- WHAT YOU HAVE TO DO -
Return verbatim the run of lines that opens with the line holding "mist over trees" and closes with the last line of the records.

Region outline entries
>>>>

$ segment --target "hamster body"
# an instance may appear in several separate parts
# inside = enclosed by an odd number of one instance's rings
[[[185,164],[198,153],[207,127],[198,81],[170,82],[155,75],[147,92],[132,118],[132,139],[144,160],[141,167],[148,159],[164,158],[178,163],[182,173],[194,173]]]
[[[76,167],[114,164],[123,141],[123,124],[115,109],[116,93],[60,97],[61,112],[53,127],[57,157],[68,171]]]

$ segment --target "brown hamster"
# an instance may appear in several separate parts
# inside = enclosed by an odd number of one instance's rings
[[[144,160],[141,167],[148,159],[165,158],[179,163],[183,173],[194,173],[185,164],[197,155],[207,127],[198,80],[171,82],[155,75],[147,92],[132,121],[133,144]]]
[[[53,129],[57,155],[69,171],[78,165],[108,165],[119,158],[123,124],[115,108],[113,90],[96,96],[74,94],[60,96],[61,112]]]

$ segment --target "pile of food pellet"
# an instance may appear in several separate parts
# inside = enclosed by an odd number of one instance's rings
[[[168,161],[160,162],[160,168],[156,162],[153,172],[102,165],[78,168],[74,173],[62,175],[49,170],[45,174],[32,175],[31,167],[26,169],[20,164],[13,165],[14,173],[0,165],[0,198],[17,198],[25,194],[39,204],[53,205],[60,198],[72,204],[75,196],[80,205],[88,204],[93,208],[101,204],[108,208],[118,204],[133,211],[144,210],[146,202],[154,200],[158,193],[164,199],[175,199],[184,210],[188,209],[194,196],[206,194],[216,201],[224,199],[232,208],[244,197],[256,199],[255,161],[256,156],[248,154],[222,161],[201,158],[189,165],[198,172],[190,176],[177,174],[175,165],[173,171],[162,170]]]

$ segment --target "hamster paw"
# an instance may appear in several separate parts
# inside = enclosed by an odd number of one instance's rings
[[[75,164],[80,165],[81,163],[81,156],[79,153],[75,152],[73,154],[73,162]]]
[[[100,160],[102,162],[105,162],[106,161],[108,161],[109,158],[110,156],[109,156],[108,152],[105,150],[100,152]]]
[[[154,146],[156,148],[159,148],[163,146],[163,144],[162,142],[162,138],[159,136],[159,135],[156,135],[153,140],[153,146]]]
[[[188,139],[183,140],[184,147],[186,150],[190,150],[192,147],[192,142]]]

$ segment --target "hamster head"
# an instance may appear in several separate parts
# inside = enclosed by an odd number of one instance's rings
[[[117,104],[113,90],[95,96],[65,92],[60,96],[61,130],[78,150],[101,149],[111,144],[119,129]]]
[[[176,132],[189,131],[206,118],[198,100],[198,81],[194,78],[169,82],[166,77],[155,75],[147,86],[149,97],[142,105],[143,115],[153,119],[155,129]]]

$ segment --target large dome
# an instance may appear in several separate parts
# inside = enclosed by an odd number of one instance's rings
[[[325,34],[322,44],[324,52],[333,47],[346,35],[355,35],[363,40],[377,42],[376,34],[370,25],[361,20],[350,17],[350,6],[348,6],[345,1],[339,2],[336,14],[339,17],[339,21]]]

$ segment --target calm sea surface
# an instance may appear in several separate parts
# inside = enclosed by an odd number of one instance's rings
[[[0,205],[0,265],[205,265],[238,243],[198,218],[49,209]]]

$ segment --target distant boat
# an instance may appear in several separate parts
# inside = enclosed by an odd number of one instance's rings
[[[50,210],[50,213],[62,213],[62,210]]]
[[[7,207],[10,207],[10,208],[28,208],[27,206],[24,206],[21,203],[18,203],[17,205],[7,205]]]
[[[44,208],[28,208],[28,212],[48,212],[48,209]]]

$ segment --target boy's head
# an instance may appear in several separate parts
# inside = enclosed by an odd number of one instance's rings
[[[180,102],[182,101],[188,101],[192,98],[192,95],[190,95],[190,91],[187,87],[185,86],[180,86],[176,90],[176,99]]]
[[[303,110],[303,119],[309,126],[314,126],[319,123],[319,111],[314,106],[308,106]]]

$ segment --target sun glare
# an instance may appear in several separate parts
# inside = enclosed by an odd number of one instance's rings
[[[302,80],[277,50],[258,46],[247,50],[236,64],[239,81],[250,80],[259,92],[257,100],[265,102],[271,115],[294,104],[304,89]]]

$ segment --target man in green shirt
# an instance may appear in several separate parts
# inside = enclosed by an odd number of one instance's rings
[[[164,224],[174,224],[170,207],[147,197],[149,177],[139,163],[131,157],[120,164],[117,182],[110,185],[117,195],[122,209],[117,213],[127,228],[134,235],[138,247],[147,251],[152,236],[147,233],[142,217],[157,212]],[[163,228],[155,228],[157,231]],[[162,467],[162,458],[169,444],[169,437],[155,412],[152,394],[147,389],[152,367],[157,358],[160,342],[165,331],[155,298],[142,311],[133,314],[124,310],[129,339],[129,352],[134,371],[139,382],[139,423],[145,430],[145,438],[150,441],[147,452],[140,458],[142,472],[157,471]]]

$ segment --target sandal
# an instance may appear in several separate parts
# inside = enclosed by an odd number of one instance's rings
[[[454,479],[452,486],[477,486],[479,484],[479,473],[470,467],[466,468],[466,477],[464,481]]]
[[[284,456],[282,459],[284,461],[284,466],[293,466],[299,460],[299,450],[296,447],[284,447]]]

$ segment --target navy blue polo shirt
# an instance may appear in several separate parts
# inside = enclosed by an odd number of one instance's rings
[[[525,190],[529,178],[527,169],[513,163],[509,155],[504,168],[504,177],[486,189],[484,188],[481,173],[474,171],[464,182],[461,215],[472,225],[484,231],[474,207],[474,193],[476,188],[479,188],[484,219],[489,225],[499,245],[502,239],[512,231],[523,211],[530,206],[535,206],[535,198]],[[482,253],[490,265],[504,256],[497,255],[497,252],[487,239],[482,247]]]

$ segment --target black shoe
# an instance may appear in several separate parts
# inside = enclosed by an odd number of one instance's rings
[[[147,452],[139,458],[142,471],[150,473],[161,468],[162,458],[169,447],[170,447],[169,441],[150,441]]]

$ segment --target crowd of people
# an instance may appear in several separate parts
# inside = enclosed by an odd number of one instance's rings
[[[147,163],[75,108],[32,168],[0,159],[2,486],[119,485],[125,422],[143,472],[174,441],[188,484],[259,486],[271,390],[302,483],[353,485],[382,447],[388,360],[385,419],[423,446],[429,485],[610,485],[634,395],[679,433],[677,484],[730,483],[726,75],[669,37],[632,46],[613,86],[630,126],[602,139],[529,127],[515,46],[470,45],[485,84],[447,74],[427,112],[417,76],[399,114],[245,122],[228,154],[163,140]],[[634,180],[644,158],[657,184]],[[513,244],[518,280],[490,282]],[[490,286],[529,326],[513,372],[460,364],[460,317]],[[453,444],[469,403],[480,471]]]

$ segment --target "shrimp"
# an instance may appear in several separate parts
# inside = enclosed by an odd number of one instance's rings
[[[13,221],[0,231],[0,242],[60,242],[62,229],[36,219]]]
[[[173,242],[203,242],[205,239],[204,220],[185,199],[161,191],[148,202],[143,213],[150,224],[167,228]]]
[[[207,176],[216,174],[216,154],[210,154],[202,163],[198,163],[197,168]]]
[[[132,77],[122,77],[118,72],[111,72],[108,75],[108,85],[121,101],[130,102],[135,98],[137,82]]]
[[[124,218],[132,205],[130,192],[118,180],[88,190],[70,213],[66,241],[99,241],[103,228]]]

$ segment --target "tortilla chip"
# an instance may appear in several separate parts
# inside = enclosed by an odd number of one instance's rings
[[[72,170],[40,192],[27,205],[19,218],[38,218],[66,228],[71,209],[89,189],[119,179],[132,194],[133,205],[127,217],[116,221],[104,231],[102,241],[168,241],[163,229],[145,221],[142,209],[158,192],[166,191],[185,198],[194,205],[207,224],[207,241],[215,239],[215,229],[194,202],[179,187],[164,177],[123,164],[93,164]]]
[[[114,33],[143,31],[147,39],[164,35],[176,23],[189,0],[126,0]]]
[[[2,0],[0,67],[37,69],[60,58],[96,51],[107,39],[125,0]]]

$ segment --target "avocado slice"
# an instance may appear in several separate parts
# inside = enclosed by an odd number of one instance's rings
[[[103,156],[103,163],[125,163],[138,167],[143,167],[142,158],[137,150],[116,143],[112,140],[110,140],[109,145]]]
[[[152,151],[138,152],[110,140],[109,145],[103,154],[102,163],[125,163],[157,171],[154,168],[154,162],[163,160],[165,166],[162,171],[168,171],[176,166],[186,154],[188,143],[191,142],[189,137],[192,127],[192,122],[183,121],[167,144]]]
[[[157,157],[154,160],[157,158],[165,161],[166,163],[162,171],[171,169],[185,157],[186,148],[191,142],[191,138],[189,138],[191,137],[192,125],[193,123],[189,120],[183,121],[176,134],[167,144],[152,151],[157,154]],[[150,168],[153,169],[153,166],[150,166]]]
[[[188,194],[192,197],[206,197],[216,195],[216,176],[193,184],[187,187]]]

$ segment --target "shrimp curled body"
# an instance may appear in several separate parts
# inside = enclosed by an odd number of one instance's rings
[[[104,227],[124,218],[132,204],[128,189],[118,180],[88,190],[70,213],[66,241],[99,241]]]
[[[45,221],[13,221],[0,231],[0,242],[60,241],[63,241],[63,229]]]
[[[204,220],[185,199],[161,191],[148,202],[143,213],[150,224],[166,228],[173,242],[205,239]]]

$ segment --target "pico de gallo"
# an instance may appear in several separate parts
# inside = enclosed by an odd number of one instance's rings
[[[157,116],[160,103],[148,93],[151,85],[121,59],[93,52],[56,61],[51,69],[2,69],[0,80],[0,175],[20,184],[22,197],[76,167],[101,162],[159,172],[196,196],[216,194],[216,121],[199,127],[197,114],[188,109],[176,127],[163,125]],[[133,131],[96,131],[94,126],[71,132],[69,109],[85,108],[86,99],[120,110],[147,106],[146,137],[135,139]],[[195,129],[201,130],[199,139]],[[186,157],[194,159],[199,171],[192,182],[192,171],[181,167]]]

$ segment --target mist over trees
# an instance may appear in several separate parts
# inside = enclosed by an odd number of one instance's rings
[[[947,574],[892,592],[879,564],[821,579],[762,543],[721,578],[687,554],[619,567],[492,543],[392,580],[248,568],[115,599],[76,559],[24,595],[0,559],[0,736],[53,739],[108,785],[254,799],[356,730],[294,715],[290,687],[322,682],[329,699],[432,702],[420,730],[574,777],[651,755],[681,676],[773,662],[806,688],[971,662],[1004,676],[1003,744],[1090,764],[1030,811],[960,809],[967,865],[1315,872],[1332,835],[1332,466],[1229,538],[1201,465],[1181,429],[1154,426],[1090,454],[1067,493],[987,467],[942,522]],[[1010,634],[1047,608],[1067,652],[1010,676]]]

<<<<

- FINISHED EXERCISE -
$ segment --target mist over trees
# an instance may appear in several separate parts
# inside = enclosed by an odd number of one instance's rings
[[[947,574],[892,592],[879,564],[821,579],[762,543],[721,578],[687,554],[619,567],[492,543],[392,580],[248,568],[115,599],[76,559],[24,595],[0,559],[0,736],[53,739],[108,785],[254,799],[356,730],[294,715],[290,687],[322,682],[329,699],[432,702],[420,730],[574,777],[651,755],[681,676],[773,662],[806,688],[971,662],[1004,676],[1003,744],[1090,764],[1030,811],[960,809],[967,865],[1315,872],[1332,835],[1332,466],[1229,538],[1201,465],[1181,429],[1154,426],[1090,454],[1067,493],[987,467],[942,522]],[[1010,634],[1047,608],[1067,652],[1010,676]]]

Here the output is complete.